BEGIN Excerpted data

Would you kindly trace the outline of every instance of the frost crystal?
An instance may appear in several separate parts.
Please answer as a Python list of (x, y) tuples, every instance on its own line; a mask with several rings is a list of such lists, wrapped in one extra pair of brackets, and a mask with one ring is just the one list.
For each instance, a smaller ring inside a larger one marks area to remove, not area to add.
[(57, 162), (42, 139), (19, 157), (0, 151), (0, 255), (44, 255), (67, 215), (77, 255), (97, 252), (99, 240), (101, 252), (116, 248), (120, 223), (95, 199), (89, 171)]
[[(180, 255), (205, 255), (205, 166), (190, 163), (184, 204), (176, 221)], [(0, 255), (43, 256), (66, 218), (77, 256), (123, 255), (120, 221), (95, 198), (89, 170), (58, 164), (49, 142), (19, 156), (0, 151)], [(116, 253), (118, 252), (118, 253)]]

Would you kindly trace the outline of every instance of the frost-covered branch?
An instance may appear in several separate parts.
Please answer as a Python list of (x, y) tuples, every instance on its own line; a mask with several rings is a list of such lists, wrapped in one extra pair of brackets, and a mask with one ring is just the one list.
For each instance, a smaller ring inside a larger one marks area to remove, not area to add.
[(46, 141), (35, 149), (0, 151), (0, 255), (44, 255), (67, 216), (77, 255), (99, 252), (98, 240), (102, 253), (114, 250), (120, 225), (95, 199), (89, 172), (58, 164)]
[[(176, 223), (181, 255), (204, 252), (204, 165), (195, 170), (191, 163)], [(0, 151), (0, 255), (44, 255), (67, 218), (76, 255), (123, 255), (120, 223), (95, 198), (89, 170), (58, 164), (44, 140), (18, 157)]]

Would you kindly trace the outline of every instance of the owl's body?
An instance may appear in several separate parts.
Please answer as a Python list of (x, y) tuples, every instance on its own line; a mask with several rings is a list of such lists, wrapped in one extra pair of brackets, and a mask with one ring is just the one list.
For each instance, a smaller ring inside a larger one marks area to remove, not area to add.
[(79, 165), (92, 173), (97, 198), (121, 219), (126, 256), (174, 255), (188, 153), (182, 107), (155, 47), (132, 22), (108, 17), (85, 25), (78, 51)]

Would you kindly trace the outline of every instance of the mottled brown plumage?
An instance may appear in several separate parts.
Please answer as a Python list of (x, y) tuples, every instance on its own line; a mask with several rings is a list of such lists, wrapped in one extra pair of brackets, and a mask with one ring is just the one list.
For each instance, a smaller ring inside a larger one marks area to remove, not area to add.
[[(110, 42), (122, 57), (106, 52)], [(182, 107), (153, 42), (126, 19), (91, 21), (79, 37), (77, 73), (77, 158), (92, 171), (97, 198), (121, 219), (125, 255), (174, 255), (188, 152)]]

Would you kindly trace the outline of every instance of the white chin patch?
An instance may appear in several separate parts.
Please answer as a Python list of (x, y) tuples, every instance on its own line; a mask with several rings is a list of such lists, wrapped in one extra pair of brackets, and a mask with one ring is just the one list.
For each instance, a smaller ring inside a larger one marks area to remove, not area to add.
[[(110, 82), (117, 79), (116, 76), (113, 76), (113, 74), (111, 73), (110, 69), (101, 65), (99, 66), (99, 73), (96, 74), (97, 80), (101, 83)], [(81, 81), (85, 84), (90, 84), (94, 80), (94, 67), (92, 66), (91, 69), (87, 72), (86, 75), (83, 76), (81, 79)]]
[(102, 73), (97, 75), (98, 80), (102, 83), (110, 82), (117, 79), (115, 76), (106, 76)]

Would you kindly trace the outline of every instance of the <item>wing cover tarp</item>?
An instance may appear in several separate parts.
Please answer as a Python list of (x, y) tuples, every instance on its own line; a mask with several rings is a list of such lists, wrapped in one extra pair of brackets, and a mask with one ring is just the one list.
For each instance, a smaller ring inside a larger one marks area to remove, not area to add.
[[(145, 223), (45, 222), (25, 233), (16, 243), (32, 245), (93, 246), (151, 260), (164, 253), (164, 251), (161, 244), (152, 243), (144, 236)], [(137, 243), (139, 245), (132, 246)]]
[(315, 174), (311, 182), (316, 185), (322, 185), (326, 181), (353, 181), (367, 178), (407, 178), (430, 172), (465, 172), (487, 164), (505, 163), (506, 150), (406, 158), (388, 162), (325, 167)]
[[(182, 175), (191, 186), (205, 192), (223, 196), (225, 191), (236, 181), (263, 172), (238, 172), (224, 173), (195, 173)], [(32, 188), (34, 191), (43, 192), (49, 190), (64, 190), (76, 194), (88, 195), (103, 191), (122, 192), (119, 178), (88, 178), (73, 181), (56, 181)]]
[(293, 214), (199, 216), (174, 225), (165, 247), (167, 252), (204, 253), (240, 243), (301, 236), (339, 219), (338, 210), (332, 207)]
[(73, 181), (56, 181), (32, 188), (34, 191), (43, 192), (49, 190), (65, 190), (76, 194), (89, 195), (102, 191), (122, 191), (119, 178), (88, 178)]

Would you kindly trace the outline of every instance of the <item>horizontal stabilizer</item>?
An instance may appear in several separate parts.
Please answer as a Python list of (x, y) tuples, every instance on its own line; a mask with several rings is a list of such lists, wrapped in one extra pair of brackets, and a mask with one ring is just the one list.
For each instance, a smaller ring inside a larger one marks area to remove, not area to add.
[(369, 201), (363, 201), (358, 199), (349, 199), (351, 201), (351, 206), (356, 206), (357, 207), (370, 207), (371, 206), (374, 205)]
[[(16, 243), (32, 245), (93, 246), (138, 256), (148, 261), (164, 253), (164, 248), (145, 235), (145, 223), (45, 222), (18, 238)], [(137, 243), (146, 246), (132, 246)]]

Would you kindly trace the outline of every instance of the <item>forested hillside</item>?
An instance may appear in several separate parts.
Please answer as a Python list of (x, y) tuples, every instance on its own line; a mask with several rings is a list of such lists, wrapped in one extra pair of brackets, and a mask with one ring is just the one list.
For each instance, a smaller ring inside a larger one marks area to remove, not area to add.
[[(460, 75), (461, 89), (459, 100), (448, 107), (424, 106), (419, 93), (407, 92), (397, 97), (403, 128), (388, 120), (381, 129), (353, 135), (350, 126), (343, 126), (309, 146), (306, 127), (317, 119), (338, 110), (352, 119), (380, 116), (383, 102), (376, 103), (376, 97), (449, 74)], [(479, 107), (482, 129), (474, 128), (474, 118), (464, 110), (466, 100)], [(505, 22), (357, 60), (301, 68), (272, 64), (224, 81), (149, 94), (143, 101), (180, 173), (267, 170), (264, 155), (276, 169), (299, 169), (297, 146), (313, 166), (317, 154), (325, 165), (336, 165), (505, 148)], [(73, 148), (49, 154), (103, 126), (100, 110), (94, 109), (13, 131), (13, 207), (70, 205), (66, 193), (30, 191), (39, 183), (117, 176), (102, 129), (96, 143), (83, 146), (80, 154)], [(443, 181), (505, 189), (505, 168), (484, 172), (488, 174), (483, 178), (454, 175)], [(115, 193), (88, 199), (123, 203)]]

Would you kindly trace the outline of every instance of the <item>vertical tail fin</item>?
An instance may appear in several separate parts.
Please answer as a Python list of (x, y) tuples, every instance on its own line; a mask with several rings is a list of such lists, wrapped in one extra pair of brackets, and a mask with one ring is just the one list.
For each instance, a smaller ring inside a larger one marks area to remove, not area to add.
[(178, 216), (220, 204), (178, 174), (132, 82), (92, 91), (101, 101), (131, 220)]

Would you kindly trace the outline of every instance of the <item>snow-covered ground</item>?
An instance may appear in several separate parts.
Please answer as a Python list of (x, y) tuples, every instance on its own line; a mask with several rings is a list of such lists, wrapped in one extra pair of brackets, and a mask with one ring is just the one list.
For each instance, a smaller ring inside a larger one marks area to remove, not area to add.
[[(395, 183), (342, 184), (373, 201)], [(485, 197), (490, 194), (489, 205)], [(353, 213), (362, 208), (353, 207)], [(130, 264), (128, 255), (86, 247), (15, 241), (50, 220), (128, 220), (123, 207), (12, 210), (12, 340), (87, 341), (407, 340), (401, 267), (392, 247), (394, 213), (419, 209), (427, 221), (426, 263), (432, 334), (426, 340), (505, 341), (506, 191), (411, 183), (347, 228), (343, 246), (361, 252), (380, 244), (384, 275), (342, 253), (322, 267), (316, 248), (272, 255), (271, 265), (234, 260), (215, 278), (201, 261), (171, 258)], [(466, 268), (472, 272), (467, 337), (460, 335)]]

END Excerpted data

Short task = From the line with "the <item>snow-covered ground</item>?" up to and including the last line of the listing, swap "outline" for "contour" and reproduce those lines with all else unchanged.

Written solution =
Would you kindly trace the contour of every instance of the <item>snow-covered ground</item>?
An instance may appear in several separate parts.
Please answer as a Python list of (x, y) tuples, every instance on its own line; a mask with several rings is a list of such lists, wrapped in one extra pair of brackets, and a mask with one ring is just the one list.
For each instance, a smaller ring inside a larger one marks area to remove, not area to add.
[[(395, 183), (342, 184), (373, 201)], [(485, 197), (490, 194), (489, 205)], [(353, 213), (362, 208), (353, 207)], [(130, 264), (128, 255), (86, 247), (15, 241), (50, 220), (128, 220), (123, 207), (12, 210), (12, 340), (87, 341), (407, 340), (401, 267), (392, 247), (394, 213), (419, 209), (427, 221), (426, 263), (432, 334), (426, 340), (505, 341), (506, 191), (411, 183), (347, 228), (343, 246), (361, 252), (380, 244), (384, 275), (342, 253), (322, 267), (316, 248), (272, 255), (271, 265), (234, 260), (215, 278), (201, 261), (171, 258)], [(466, 268), (472, 272), (467, 337), (460, 335)]]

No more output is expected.